#### Excerpt provided:

Since EV miR-625-3p reflected the treatment response and was highly
correlated with PASI, we hypothesized that EV miR-625-3p originated
from lesional psoriatic skin. To discern the anatomical location of
miR-625-3p present in the skin, we performed in situ hybridization
(ISH) on the paraffin-embedded skin tissue of patients. Interestingly,
miR-625-3p was detected in basal keratinocytes but not in infiltrating
immune cells (Fig. [84]3A). In a high-power field, miR-625-3p was
mainly observed in basal keratinocytes' cytoplasm and extracellular
matrix (Fig. [85]3B), in contrast to miR-4488, which exhibited diffuse
epidermal staining. We therefore hypothesized that miR-625-3p
originates from psoriatic basal keratinocytes. To mimic psoriatic
conditions, we stimulated HaCaT cells (human keratinocyte cell line)
and Jurkat cells (human T lymphocyte cell line) with IL-12 and IL-23
(both 50 ng/mL), which showed a significant increase in miR-625-3p
expression in keratinocytes, not T cells (Fig. [86]3C). EV miR-625-3p
was also increased in the supernatants of stimulated keratinocytes,
whereas miR-4488 was not (Fig. [87]3D). These results suggest that
activated keratinocytes are capable of miR-625-3p production and
secretion.
Fig. 3.
[88]Fig. 3
[89]Open in a new tab
Psoriatic basal keratinocytes as a source of EV miR-625-3p. A and B The
expression of miR-625-3p in the skin detected using ISH in A low power
field (× 100), and B high-power field (× 400). C Expression levels of
miR-625-3p or miR-4488 measured by qRT-PCR after stimulation with
50 ng/ml IL-12 and/or 50 ng/ml IL-23 for 24 h in collected HaCaT or
Jurkat cells. D The expression levels of miR-625-3p or miR-4488 in EVs
from the cell medium detected by qRT-PCR after stimulation with
50 ng/ml of IL-12 and IL-23 for 24 h. Unpaired Student's t-test was
used to compare the two groups. Data are representative of two
independent experiments and values are expressed in means ± SEM.

#### Work instructions:
Decide whether each statement below agrees with the excerpt on miR-625-3p in psoriatic skin. Answer yes or no for each, and quote the words from the excerpt that decide it.
1. In situ hybridization detected miR-625-3p in infiltrating immune cells.
2. Stimulation with IL-12 and IL-23 raised miR-625-3p expression in keratinocytes but not in T cells.
3. EV miR-4488 increased in the supernatants of stimulated keratinocytes.

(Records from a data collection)
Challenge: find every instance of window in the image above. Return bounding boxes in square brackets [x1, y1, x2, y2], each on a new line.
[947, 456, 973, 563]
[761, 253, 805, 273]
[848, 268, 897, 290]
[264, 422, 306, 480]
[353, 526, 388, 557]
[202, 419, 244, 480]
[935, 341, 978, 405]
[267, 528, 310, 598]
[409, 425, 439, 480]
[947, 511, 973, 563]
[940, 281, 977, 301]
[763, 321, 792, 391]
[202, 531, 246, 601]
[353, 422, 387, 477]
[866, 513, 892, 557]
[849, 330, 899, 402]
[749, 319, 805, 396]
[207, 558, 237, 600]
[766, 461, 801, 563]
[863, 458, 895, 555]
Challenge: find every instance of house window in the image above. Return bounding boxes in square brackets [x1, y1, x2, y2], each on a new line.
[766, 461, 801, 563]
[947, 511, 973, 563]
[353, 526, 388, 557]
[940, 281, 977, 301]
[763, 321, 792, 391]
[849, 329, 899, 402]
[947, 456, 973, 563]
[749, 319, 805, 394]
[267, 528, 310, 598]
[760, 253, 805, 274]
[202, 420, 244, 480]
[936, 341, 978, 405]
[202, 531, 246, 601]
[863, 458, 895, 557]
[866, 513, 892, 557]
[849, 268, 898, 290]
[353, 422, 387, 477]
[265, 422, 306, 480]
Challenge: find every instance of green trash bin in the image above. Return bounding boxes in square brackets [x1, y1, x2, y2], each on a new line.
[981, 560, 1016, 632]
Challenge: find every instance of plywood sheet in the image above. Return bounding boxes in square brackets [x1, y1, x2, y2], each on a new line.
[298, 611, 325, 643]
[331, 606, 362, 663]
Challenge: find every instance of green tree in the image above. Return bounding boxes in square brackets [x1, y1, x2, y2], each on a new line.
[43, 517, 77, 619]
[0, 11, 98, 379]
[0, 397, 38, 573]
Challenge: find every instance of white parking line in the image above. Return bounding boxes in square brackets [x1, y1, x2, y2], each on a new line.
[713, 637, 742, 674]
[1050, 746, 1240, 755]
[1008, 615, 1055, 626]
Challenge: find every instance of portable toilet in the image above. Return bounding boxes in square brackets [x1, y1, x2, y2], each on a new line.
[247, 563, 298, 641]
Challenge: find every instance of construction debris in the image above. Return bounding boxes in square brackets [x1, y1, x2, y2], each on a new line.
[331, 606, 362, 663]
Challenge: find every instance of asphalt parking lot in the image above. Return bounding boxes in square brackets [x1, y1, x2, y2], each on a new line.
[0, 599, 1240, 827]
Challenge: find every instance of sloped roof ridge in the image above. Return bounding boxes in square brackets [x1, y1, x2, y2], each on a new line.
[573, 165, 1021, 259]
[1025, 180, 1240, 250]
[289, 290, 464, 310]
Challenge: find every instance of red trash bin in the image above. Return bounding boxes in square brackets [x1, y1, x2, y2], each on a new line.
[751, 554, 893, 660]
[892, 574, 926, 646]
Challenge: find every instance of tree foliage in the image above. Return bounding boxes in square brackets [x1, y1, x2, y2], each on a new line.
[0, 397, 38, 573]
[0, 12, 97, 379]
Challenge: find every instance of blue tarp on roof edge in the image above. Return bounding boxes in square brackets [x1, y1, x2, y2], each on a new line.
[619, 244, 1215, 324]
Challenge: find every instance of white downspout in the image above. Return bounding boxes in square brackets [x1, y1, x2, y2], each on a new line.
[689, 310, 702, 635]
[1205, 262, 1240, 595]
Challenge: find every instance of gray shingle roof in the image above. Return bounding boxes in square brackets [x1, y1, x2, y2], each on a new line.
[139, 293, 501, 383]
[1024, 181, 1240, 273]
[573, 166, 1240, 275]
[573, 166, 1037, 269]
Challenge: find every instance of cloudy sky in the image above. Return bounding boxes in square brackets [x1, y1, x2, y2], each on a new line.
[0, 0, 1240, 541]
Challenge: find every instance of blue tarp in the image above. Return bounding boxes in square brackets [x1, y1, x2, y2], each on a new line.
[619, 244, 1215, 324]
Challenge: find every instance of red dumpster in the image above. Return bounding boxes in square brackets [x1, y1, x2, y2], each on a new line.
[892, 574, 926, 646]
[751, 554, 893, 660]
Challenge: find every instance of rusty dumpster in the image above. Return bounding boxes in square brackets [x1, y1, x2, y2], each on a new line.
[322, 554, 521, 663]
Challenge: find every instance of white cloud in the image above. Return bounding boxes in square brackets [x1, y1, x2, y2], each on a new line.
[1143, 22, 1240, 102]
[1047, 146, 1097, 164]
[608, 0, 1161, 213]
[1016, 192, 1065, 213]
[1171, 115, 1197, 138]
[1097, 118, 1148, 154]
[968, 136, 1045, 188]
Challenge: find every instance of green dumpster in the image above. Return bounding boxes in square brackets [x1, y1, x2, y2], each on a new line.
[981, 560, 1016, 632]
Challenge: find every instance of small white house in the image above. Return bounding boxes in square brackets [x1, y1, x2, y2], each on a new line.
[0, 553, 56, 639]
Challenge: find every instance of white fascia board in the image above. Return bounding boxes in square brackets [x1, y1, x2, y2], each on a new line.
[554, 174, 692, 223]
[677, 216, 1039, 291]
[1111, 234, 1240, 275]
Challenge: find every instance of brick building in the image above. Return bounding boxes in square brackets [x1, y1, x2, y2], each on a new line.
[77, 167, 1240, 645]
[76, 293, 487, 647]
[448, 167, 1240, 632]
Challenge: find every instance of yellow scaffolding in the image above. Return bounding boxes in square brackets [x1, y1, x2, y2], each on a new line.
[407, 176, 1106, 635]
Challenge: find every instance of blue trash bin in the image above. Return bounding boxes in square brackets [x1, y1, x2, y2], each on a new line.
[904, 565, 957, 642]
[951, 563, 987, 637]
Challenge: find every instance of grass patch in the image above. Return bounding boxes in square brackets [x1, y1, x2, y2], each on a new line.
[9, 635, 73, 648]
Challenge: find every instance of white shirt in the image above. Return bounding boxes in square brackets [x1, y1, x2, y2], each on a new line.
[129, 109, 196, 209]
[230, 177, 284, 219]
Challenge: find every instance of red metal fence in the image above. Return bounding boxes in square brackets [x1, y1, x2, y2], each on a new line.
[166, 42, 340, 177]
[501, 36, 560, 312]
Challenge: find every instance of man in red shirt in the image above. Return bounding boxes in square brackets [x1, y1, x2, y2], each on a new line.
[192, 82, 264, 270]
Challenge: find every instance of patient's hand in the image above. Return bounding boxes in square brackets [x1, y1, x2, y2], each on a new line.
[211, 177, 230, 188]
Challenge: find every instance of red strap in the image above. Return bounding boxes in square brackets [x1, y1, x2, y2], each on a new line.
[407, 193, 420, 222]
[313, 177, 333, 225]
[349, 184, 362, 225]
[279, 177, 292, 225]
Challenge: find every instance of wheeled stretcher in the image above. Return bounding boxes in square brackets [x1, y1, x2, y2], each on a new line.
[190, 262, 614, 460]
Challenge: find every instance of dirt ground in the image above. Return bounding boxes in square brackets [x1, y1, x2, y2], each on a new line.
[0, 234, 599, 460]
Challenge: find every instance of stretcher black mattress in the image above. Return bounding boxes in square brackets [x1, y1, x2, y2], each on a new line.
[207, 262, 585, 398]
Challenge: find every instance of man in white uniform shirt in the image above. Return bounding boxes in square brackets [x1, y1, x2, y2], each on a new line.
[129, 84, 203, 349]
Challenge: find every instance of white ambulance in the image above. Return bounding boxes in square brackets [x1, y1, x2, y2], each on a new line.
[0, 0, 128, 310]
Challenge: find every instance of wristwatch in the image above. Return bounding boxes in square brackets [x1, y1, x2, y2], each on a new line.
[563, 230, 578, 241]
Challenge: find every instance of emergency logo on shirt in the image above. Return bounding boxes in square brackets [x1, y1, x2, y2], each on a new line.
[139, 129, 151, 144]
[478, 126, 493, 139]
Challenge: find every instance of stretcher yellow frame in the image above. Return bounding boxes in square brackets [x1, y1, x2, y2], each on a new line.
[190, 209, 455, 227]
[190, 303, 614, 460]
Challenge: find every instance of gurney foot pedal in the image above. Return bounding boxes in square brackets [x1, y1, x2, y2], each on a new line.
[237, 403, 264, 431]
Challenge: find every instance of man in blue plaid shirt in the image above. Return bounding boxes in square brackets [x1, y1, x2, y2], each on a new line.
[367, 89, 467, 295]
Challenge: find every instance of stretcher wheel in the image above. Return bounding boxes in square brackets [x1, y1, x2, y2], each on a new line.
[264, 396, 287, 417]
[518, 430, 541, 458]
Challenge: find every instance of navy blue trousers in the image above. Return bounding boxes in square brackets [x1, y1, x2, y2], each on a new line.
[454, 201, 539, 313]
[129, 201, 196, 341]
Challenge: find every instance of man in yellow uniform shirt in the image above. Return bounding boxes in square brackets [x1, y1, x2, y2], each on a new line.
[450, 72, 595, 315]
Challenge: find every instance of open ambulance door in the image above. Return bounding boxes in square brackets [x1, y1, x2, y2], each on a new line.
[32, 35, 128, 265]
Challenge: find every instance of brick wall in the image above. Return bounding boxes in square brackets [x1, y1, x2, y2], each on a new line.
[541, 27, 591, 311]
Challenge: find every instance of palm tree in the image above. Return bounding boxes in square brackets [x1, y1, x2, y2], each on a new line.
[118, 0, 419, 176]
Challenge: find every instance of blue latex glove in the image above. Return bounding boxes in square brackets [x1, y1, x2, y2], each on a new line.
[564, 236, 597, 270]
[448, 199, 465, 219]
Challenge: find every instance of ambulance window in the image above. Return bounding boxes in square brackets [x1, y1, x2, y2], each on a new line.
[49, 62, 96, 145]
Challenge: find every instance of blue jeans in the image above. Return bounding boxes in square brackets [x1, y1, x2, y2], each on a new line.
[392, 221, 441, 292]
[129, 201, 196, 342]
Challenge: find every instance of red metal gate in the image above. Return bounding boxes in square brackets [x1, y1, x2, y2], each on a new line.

#### Response to the task:
1. No: "miR-625-3p was detected in basal keratinocytes but not in infiltrating immune cells"
2. Yes: "a significant increase in miR-625-3p expression in keratinocytes, not T cells"
3. No: "EV miR-625-3p was also increased in the supernatants of stimulated keratinocytes, whereas miR-4488 was not"